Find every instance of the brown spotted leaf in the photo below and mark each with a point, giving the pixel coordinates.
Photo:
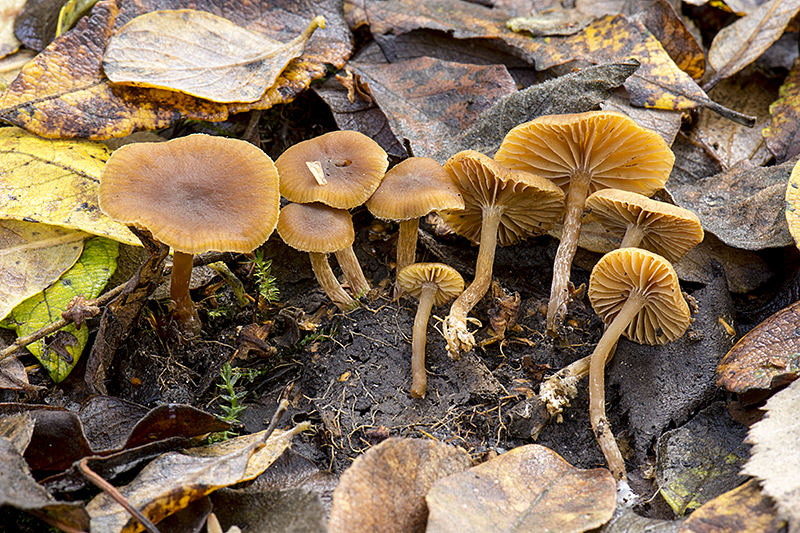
(527, 489)
(384, 490)
(767, 357)
(62, 93)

________________________

Can you copy every line of the items above word for word, leaving out the picture?

» FINAL RESULT
Find every instance of the brown spotted leaf in the photo below and mark each with a point, giving the pixel coordinates.
Photo:
(527, 489)
(384, 490)
(767, 357)
(62, 93)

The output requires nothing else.